AIM A ::
Answer these questions from the post on correlation of ratios or difference scores, one answer per line and marked the same way:
(i) What is the title of the class the writer attended?
(ii) Who wrote the paper discussed in that class?
(iii) According to the post, what can make the estimated coefficients severely biased?

SELECTED TEXT ::
· · · ·
Correlation of Ratios or Difference Scores Having Common Terms

Yesterday I went to Professor Stanley Lieberson’s class, Issue in the Interpretation of Empirical Evidence. We discussed a paper, written by Stan and Glenn Fuguitt, titled Correlation of Ratios or Difference Scores Having Common Terms. The basic argument of this paper is that although ratios and difference scores are often used as dependent variables in traditional regression analysis, if there are some independent variables who share the same common term with those dependent variables, the estimated coefficients could be severely biased due to the spurious correlation brought about by this common term (whether it is in the denominator or numerator). For examples, if dependent variables are in the form of X/Z while independent variables are something like Y/Z, Z, or Z/X, etc., the estimated coefficients between the dependent and independent variable could become statistically significant simply due to chance.
· · · ·
MATERIALS PROVIDED ::
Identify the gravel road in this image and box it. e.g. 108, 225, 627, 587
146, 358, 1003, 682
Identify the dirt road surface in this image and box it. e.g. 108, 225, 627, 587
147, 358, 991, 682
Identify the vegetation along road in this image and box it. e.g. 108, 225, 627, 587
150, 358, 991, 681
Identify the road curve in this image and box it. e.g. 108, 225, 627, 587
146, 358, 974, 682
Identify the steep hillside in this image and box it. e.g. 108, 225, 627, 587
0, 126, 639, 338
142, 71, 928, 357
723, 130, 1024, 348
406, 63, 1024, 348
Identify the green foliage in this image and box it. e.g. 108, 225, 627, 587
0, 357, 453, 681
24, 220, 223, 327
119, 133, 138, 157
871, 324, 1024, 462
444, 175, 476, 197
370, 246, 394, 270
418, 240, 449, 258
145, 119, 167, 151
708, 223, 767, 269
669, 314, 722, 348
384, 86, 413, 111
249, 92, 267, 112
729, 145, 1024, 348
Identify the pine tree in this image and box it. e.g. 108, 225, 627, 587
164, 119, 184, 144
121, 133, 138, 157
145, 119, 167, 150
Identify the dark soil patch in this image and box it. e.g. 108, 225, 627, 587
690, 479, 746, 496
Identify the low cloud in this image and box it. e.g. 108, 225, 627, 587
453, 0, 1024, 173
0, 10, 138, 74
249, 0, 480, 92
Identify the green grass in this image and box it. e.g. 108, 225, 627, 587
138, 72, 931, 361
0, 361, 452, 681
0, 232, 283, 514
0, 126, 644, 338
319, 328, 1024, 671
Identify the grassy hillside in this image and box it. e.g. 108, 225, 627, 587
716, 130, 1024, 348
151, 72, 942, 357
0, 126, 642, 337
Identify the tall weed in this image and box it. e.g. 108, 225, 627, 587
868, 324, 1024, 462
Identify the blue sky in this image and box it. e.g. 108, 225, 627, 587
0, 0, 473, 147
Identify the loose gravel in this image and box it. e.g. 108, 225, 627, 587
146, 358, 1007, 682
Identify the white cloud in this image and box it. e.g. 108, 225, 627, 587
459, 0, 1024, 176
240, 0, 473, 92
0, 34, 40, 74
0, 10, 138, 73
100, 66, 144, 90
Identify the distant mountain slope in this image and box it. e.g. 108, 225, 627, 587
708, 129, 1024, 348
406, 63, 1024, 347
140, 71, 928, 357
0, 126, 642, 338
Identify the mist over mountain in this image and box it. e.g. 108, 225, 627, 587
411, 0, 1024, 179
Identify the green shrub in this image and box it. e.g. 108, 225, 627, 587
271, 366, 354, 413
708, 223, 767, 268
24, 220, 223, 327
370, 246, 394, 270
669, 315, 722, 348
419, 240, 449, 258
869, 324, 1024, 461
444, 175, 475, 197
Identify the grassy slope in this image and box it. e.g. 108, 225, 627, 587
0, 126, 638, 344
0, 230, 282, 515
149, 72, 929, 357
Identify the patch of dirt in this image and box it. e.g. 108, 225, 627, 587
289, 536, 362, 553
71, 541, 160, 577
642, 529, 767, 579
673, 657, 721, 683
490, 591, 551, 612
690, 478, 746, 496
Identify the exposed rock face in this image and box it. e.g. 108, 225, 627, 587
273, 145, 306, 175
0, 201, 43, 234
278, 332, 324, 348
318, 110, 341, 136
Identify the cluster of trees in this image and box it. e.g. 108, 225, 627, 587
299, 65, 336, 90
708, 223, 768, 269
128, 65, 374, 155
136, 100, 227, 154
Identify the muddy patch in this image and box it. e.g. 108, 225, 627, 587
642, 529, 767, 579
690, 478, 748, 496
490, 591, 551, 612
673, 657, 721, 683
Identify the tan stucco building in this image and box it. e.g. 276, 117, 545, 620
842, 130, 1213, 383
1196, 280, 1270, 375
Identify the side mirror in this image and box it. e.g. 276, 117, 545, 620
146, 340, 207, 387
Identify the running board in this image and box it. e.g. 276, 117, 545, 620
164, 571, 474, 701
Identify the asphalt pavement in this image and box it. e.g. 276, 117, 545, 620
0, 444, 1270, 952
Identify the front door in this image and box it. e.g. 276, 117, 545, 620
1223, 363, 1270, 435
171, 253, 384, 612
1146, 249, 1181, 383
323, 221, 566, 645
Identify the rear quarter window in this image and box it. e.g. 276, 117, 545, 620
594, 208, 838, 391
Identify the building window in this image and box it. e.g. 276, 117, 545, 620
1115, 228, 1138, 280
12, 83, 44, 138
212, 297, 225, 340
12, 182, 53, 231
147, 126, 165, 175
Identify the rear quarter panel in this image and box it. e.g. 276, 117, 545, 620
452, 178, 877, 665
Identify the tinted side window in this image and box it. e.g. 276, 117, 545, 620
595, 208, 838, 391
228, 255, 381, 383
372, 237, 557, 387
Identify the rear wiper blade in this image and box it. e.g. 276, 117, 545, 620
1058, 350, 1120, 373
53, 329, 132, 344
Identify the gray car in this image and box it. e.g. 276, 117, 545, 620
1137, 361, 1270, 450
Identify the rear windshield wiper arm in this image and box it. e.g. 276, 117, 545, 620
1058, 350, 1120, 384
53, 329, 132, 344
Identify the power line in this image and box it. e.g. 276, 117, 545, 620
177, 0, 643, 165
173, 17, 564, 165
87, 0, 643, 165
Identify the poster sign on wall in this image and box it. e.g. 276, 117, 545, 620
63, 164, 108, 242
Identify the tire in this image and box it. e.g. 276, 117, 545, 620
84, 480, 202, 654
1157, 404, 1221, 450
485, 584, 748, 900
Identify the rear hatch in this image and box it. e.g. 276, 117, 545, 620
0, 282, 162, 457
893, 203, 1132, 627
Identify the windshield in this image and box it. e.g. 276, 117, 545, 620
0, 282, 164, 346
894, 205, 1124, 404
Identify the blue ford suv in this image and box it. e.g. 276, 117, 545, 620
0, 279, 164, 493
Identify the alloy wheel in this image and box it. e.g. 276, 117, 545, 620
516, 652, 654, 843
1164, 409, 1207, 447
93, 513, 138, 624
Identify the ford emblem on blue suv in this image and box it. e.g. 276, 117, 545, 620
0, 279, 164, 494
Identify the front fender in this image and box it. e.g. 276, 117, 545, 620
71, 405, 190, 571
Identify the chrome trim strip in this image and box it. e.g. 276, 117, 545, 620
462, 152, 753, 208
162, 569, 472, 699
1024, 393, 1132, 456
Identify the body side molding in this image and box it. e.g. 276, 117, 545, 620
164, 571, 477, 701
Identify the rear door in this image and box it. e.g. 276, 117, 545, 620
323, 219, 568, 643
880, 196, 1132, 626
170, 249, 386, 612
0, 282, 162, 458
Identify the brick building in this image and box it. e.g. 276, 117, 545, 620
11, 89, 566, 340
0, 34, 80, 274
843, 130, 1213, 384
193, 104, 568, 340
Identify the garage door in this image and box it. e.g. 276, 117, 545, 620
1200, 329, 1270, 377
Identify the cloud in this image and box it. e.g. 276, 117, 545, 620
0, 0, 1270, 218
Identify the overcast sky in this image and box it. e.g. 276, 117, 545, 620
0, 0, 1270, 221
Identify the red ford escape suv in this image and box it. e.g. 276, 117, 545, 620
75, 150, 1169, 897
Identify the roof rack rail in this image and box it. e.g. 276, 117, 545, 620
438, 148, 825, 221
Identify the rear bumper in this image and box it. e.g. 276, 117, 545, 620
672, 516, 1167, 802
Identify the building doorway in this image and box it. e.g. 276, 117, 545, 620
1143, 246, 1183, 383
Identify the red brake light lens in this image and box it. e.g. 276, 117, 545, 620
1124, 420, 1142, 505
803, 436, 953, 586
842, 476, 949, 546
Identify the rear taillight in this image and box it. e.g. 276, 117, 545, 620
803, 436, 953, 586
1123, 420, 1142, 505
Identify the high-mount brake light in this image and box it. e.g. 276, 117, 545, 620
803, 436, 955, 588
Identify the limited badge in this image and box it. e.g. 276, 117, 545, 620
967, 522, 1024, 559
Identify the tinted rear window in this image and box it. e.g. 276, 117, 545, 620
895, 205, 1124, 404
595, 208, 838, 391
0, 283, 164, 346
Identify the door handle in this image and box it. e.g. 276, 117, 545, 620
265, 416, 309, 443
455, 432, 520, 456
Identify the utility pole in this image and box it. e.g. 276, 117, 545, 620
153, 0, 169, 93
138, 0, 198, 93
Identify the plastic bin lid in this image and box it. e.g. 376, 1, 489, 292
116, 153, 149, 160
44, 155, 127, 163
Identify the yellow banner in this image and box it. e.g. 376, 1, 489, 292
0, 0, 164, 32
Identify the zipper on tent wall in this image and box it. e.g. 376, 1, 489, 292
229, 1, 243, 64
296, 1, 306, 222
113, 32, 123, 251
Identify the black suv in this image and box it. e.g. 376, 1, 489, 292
· · · ·
AIM B :: Express the rows from the line containing "Identify the ford" down to the line containing "0, 282, 162, 458" as a JSON list of strings, one string per line, with blank lines omitted.

TASK RESPONSE A ::
(i) Issue in the Interpretation of Empirical Evidence
(ii) Stan and Glenn Fuguitt
(iii) The spurious correlation brought about by a common term that the dependent variables share with some independent variables

TASK RESPONSE B ::
[
  "Identify the ford emblem on blue suv in this image and box it. e.g. 276, 117, 545, 620",
  "0, 279, 164, 494",
  "Identify the front fender in this image and box it. e.g. 276, 117, 545, 620",
  "71, 405, 190, 571",
  "Identify the chrome trim strip in this image and box it. e.g. 276, 117, 545, 620",
  "462, 152, 753, 208",
  "162, 569, 472, 699",
  "1024, 393, 1132, 456",
  "Identify the body side molding in this image and box it. e.g. 276, 117, 545, 620",
  "164, 571, 477, 701",
  "Identify the rear door in this image and box it. e.g. 276, 117, 545, 620",
  "323, 219, 568, 643",
  "880, 196, 1132, 626",
  "170, 249, 386, 612",
  "0, 282, 162, 458"
]